(Instructions to follow): Starting with the line that contains "Target: white-framed rectangular window", copy every line through the end of the data below, exactly and with nothing added.

[begin Given data]

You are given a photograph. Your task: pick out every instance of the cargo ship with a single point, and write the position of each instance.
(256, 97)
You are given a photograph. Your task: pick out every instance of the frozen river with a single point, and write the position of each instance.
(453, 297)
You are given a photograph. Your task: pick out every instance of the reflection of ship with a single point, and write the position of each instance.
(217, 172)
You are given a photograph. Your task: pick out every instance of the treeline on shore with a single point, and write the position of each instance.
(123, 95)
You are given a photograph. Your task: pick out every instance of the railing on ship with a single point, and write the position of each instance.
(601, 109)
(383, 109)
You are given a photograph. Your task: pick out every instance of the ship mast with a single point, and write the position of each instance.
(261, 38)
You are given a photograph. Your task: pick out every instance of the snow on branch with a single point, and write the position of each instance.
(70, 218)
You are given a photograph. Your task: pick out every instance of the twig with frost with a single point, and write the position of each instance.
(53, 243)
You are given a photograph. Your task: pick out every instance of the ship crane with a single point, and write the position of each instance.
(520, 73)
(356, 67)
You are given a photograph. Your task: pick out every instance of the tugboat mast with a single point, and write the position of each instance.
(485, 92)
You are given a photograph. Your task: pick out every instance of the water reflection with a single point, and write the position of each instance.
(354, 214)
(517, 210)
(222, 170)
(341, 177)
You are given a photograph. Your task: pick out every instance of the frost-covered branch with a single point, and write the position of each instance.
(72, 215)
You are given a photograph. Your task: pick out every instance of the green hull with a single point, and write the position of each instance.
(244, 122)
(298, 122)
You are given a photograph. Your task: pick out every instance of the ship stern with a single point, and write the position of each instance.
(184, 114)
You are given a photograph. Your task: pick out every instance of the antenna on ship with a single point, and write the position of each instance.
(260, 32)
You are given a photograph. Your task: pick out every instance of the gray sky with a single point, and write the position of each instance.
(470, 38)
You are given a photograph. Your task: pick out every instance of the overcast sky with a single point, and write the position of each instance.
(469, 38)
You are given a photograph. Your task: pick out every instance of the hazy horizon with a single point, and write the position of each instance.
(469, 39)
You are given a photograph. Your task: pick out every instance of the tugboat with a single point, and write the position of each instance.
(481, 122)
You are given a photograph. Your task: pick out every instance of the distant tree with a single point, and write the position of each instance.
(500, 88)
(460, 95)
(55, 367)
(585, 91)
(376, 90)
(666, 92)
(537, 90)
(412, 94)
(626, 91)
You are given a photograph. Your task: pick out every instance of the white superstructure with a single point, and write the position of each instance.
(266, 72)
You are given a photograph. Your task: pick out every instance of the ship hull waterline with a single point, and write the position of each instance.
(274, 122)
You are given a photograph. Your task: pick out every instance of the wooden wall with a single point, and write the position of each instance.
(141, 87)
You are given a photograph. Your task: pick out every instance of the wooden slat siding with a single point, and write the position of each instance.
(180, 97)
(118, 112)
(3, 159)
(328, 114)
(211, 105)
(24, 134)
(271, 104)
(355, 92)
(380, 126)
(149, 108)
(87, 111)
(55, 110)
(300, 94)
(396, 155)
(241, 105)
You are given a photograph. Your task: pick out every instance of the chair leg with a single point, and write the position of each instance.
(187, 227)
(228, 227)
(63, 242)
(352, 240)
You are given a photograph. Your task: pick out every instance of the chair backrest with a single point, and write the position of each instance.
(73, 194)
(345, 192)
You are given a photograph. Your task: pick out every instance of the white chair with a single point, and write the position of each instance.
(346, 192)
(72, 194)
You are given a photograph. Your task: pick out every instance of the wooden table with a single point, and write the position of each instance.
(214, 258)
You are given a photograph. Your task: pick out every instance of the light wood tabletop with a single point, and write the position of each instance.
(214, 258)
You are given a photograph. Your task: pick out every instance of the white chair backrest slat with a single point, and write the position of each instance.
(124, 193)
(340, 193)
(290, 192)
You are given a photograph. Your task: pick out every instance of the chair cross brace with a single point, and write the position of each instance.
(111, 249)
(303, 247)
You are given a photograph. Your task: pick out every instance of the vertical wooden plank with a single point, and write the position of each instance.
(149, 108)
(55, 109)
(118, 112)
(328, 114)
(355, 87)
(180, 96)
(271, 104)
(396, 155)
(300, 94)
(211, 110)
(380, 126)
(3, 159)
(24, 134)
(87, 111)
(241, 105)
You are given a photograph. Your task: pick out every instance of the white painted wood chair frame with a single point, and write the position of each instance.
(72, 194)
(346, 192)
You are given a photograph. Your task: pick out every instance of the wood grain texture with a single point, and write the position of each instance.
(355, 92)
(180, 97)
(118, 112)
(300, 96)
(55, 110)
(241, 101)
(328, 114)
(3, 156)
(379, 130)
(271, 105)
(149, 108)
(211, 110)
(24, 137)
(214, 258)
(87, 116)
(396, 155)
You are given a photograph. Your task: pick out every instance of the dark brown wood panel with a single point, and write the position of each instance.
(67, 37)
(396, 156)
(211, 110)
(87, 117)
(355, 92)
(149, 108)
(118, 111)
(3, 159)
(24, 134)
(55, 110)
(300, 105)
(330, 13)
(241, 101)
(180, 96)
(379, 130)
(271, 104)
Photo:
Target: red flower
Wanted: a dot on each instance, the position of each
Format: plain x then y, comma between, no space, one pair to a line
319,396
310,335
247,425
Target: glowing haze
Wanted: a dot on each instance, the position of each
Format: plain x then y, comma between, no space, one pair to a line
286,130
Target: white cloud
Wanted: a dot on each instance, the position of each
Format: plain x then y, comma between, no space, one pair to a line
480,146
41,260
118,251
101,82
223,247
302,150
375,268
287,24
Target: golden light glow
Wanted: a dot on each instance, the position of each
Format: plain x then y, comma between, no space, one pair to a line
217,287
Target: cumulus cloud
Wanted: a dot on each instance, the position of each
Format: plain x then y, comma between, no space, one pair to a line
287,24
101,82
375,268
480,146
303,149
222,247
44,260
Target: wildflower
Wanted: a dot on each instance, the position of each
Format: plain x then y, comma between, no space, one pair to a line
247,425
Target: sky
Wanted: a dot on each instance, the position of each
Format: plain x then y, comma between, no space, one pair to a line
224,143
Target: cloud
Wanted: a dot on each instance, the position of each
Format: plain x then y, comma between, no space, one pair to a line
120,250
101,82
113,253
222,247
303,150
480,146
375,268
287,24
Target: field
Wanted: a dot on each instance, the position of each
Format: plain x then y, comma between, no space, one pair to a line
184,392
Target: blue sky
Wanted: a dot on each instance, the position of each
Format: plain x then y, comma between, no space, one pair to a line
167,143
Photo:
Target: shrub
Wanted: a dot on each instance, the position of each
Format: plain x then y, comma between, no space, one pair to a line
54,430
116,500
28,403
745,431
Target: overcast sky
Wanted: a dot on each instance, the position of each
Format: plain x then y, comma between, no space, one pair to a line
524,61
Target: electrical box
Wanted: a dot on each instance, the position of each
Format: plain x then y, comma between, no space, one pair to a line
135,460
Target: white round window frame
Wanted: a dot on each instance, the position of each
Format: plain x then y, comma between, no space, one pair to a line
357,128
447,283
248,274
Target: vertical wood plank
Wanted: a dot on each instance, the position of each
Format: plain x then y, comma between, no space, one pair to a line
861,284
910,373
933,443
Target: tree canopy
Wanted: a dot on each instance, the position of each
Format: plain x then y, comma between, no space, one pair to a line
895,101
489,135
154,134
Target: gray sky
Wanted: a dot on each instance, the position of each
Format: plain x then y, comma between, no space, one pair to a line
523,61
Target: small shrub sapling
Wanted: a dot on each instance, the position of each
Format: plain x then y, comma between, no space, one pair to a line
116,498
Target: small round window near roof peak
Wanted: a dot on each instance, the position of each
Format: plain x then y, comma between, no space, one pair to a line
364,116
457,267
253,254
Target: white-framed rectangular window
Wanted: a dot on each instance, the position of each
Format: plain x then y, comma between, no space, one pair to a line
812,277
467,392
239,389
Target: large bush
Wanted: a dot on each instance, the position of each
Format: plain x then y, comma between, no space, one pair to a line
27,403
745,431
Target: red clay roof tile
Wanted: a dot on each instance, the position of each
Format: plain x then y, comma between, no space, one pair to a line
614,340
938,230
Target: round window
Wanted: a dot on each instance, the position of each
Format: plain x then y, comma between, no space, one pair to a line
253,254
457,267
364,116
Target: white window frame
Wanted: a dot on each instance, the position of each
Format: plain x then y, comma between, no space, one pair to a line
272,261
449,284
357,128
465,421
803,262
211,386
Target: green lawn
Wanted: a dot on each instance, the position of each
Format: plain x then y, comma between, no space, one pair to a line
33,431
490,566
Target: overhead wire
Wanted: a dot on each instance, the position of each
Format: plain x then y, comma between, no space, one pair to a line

[end Given data]

(Finished answer):
Target: white-framed rectangular window
Wanted: a dot on each instance, the position of each
Format: plain x then y, comma between, no space, one pair to a line
812,277
467,392
239,389
Target: large bush
Wanted: a dot on each instance, the position of each
Format: plain x then y, comma between, no space, one pair to a line
27,403
745,431
Target: red clay roof tile
Wanted: a dot on each instance, the position of each
Format: plain x then y, comma between, no space, one pair to a line
614,340
938,230
Target: round window
Wanted: a dot on each instance, the position of each
Format: plain x then y, comma between, no space, one pair to a line
253,254
457,267
364,116
Target: white window frame
Wanted: a dot on each instance, the position of each
Format: plain x then y, comma between, no space, one pair to a line
272,261
449,284
357,128
465,421
803,262
211,386
Target: green lawn
Wanted: a dot on each instance, the position of each
Format: plain x then y, comma between, no space, one pair to a line
33,431
490,566
Target: overhead wire
Wanted: a dot on each instance, the position of each
Format: plain x then y, comma between, no space, one pair to a line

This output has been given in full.